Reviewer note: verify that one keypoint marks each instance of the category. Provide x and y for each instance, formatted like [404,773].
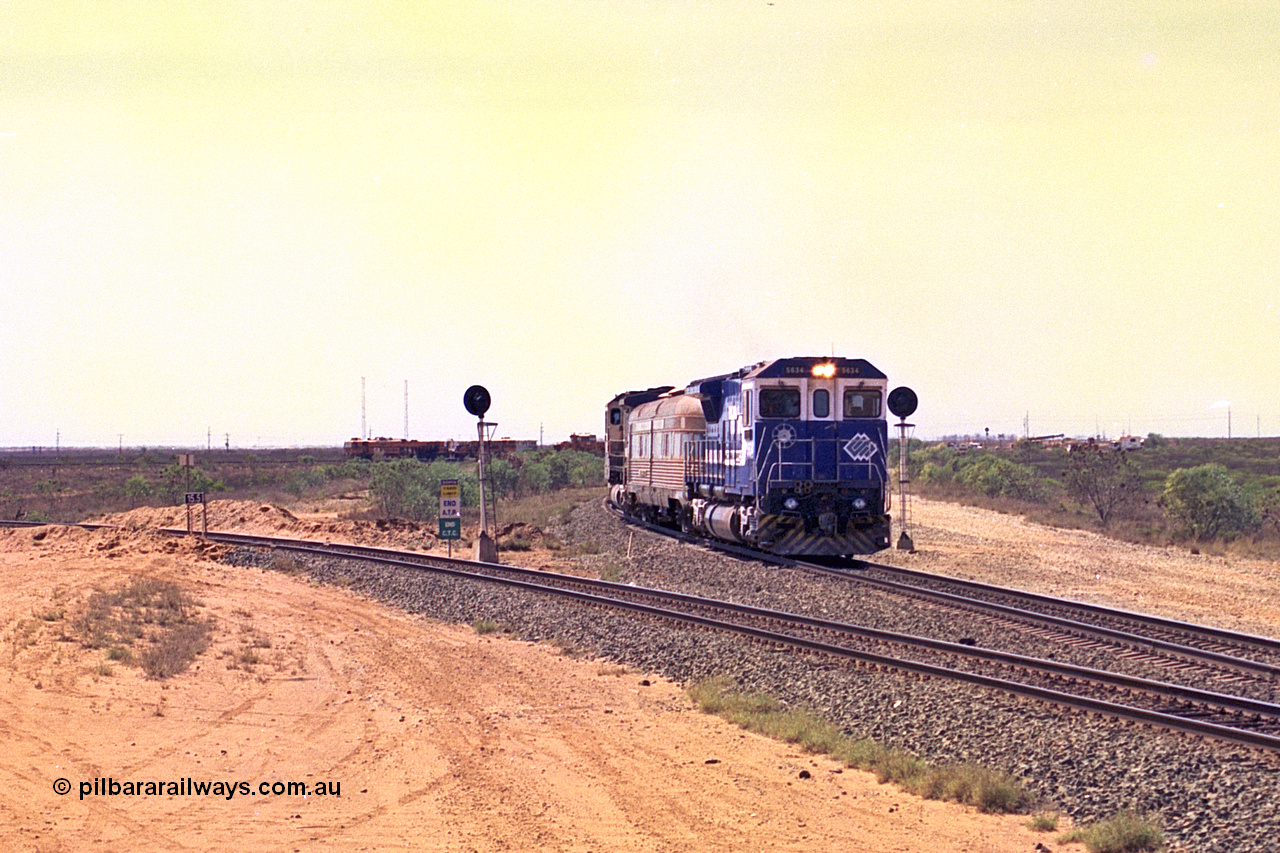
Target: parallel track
[1183,708]
[1184,647]
[1169,706]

# [DIRECTIONS]
Rewrite the material above with every "Reviewer note" changed to "Annotator note" and everything else left as is. Leave out the pictures.

# [CORRECT RESPONSE]
Annotator note: verify that one keypoint marks each instance of the category. Provide x and y for each instance, formatted like [404,773].
Target: parallel track
[1183,708]
[1184,647]
[1169,706]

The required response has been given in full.